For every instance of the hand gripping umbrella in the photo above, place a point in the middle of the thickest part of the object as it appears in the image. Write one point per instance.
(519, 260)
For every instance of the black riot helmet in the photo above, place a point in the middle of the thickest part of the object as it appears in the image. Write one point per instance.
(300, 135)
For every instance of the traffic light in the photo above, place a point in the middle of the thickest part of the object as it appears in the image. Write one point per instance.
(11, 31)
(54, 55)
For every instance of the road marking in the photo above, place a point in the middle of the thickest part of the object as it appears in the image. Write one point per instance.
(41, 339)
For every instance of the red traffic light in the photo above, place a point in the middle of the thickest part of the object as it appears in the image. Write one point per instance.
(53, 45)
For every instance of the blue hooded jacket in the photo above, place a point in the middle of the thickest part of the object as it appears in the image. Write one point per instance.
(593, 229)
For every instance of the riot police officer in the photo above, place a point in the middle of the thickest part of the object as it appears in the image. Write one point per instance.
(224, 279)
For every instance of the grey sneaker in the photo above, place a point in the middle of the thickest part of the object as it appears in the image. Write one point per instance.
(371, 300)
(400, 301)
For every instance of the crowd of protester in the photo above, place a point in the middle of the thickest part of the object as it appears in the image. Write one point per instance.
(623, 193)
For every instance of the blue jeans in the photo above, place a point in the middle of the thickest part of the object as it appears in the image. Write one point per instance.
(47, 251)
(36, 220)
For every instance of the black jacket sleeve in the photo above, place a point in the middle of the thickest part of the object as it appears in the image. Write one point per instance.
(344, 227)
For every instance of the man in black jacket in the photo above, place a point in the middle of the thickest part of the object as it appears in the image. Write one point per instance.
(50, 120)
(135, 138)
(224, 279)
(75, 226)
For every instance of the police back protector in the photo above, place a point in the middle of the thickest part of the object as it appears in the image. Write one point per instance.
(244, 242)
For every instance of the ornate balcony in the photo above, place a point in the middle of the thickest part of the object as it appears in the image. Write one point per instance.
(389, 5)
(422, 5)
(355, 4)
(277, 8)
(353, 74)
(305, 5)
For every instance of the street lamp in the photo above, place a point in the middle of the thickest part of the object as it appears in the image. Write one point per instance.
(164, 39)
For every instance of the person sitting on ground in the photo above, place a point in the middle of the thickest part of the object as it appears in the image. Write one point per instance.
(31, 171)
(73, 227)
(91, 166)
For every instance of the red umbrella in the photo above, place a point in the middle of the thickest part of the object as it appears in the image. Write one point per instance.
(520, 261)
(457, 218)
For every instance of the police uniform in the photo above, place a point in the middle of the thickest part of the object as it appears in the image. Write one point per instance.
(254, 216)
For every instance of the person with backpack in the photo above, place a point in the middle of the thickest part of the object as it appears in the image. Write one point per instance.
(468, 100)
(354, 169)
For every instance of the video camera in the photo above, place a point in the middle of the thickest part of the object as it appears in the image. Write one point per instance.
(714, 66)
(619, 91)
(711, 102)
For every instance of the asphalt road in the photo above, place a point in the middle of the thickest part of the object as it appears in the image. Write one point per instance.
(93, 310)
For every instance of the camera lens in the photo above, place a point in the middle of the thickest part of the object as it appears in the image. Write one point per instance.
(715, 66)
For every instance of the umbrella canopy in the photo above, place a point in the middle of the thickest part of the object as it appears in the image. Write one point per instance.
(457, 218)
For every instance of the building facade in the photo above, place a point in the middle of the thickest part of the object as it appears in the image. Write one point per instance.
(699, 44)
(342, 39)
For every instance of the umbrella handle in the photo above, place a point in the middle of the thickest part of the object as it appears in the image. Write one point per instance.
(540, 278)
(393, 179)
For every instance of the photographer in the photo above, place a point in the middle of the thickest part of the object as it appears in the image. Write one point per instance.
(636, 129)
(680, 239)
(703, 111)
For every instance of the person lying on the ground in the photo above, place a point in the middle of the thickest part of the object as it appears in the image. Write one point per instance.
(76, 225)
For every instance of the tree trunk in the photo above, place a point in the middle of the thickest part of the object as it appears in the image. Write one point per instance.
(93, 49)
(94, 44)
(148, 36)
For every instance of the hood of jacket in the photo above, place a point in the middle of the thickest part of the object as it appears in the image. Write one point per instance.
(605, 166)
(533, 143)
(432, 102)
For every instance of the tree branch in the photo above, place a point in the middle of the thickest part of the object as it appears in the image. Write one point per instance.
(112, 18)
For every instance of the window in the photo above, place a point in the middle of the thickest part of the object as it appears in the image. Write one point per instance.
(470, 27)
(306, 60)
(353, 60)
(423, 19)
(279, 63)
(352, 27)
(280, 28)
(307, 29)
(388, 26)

========

--- WHAT YOU SHOULD DO ---
From the first line to the last, please quote the material above exactly.

--- WRITTEN ANSWER ---
For every instance of the hand gripping umbrella in the photo above, place a point in the middle of the thickest part of the object as it appears in the image. Write one point per instance.
(519, 260)
For every instance of the black riot helmet in the photo above, place a point in the middle of the thickest part of the object as it appears in the image. Write one point per instance.
(300, 135)
For every instance of the traffic light in the photo above, place a point in the middle of the thickest part of the object as it appears in the image. Write one point per instance.
(11, 31)
(54, 55)
For every instance of the road marking in the photo above, place a point in the middle of the thickest part of the object as it appears in the image. Write one point per instance.
(41, 339)
For every instance of the red traffic light in the photo above, place a point in the middle of the thickest part of the object as it appears in the image. Write one point per instance.
(53, 45)
For every instance of the blue hooded jacket in the photo above, place a point in the middle of the thickest part of the object as it appears in the image. Write one point per instance.
(593, 229)
For every instance of the riot police officer in the photo above, place a point in the middle of the thickest part of the object as it appears in the image. Write one point per instance.
(224, 279)
For every instance of the grey sneaker in the photo above, place a point in the middle of the thickest part of the object as it appears in the image. Write one point per instance.
(371, 300)
(400, 301)
For every instance of the crowd of protester in the photo above, place a point in the middle of the thickest part of the object as it appears in the image. Write one point per instance.
(623, 193)
For every instance of the blue jeans in the photo above, place a point in the middle of the thickest part of the object as it appears in the image. Write one point per instance.
(47, 251)
(36, 220)
For every instance of the black jacket sleeve in the photo above, place a point in the middle of the thickest part of the object as it appears in the image. Write one point per instance.
(344, 227)
For every instance of the man in black jacket in the photo above, place a point in the middle of the thickest part of the object as it appears in the image. Write one point per instance.
(50, 120)
(135, 138)
(224, 279)
(75, 226)
For every instance of the police back protector in the photo above, place a point in the middle of the thickest part of the object as it appears in the image. Write one point per instance.
(244, 242)
For every instance of the ornate balcony in the photo above, place a point in the middle of the thickest part of the object as it appears in the image. Write one point per instance.
(389, 5)
(422, 5)
(355, 4)
(277, 8)
(353, 74)
(305, 5)
For every instance of the street lamp in the photo above, place a point in the middle of the thickest part of the object as it appears in the image. Write one point per instance.
(164, 39)
For every instance of the person sitting on ground in the photo above, place a point in the middle of the thickest part of the object as it appears in the image. Write one point per instance.
(31, 171)
(73, 227)
(91, 166)
For every instance of the red umbrella in the photo above, place a point in the middle of the thickest part of the object as it appears in the image. Write one point per instance.
(520, 261)
(457, 218)
For every instance of the police uniform in the photo above, place a point in the middle of the thickest part of the object as it appears in the image. Write one point per instance.
(254, 216)
For every instance of the person with backpack in the photo above, place a point in the middle of the thickest part of the object as it appears in the image. Write one point per instance.
(468, 100)
(354, 169)
For every instance of the video camera in the photo above, place a point in the middle of the thickest part of the object as it appears in the image. Write one point per instance.
(714, 66)
(619, 91)
(711, 102)
For every instance of the asphalt road in the photo above, place a point in the middle of the thickest part of the object as it appears in the image. Write one point per instance.
(93, 310)
For every instance of the camera lens in the photo above, place a point in the middle of the thickest part of the object as it appears in the image. Write one point per instance.
(715, 66)
For every instance of the umbrella canopy in the photo above, place a point in the middle of the thickest part of the object as it appears in the image. Write one point per instance.
(457, 218)
For every instance of the building facade in the photo above, place a point in the middle of the thickest part of the object as it appears in the image. Write one point per instance.
(699, 44)
(342, 39)
For every instance of the umbrella handle in the photo above, place a point in the middle of the thickest part of the object as it appears in the image. Write one point per instance.
(540, 278)
(393, 179)
For every instance of the photographer in the photo above, place a point in the middle of the thickest part of the object as it appears in the image. Write one point per instance.
(636, 129)
(680, 239)
(703, 111)
For every instance of the person lying on the ground in the photo above, place a point in the middle of the thickest part of the object as it appears in the image. Write one point per instance.
(76, 225)
For every instance of the tree trunk in the photo above, place a point in the middle of the thickest part of the object as it appears in the image. Write one point per instance.
(93, 49)
(94, 44)
(148, 36)
For every instance of the hood of jacket in the photo above, place a point in the middle of the thickest part of the object as it appears in the image. Write one point per instance.
(605, 166)
(533, 143)
(432, 102)
For every instance of the tree branch in the photo above, place a point in the middle of the thickest part of the object as it appears in the image. Write one point per instance.
(112, 18)
For every instance of the window in the photo above, place a point in the middle of the thickest part of the object as it appears in the image. Write one point per instance.
(470, 27)
(306, 60)
(353, 60)
(423, 19)
(279, 63)
(352, 27)
(280, 28)
(307, 29)
(388, 26)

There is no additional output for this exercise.